## [AVAILABLE RECORDS]
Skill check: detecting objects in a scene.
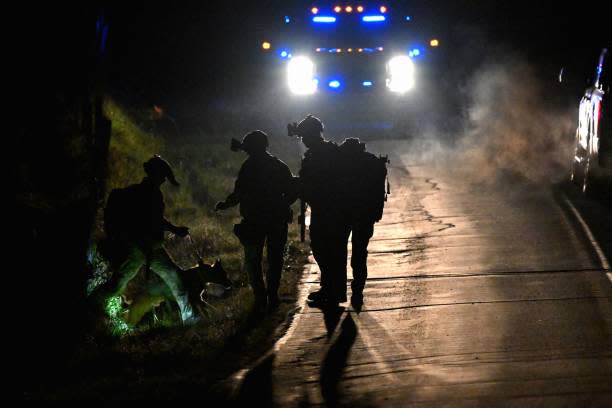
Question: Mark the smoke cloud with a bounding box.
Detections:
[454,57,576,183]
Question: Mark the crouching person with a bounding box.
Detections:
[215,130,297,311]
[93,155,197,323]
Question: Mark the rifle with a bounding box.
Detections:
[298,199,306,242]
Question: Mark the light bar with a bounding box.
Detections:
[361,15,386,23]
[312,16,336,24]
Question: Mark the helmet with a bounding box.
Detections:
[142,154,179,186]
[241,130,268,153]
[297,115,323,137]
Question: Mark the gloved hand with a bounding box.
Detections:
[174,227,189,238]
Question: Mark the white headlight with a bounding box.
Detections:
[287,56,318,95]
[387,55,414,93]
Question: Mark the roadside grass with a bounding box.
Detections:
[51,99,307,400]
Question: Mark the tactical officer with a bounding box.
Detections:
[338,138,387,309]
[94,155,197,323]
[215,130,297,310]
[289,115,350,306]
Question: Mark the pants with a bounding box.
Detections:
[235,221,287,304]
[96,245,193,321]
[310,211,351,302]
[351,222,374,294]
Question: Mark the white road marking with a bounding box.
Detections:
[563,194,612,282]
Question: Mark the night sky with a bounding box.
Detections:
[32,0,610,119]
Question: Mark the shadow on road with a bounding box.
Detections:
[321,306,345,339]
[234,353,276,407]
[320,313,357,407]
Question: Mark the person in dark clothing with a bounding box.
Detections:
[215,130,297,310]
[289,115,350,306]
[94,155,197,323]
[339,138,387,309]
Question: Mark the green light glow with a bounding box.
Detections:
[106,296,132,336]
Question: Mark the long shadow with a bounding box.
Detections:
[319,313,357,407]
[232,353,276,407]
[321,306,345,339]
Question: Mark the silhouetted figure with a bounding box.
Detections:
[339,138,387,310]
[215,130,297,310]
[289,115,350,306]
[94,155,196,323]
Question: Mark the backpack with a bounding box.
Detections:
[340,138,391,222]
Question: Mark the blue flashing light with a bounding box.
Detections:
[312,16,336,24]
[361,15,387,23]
...
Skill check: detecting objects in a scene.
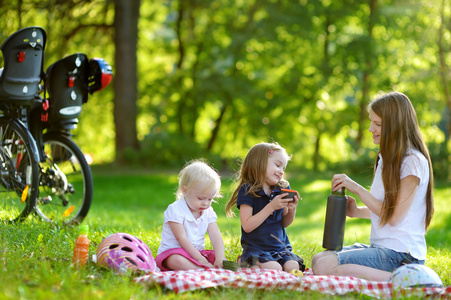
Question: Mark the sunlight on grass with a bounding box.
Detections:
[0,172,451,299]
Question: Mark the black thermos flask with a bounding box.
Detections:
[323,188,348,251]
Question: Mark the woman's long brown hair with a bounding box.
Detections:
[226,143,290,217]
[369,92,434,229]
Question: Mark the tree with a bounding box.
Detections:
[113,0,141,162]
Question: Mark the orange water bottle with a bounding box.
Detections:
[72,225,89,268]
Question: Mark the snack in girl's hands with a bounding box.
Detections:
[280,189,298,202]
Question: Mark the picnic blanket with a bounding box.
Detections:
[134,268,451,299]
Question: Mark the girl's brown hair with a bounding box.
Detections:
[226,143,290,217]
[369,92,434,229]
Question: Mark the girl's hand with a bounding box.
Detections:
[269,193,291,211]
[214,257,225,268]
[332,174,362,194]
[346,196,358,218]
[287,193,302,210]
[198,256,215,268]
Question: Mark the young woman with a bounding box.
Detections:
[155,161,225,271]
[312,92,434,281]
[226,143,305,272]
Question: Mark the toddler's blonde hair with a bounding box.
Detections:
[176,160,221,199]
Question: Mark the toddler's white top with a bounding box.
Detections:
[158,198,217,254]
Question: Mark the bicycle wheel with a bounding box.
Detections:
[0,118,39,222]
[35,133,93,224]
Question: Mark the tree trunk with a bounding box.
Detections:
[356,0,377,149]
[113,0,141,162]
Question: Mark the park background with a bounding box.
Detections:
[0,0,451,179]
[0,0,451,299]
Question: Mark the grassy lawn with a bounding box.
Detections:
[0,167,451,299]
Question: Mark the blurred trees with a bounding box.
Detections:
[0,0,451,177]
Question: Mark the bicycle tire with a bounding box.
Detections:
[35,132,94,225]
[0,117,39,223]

## [SET TASK]
Reproduce, without any alteration, the lines of the records starting at the line containing "Question: Mark the tree with a bounding box." and ending at the line containing "[198,256,215,268]", including both of those lines. Output only those lines.

## [REPLY TO THE TASK]
Question: Mark the tree with a bounding box.
Detections:
[113,0,141,162]
Question: Mark the orange water bottle with a bounding box.
Detections:
[72,225,89,268]
Question: Mark the snack in girl's hands with a bounding box.
Detections:
[280,189,298,202]
Question: Mark the picnic blanket with a bounding box.
Detections:
[134,268,451,299]
Question: Mark the girl's brown hair with a bounding box.
Detections:
[226,143,290,217]
[369,92,434,229]
Question: Mark the girl's hand with a bounding box.
Detections:
[269,193,291,211]
[214,257,225,268]
[332,174,362,194]
[346,196,358,218]
[287,193,302,210]
[198,256,215,268]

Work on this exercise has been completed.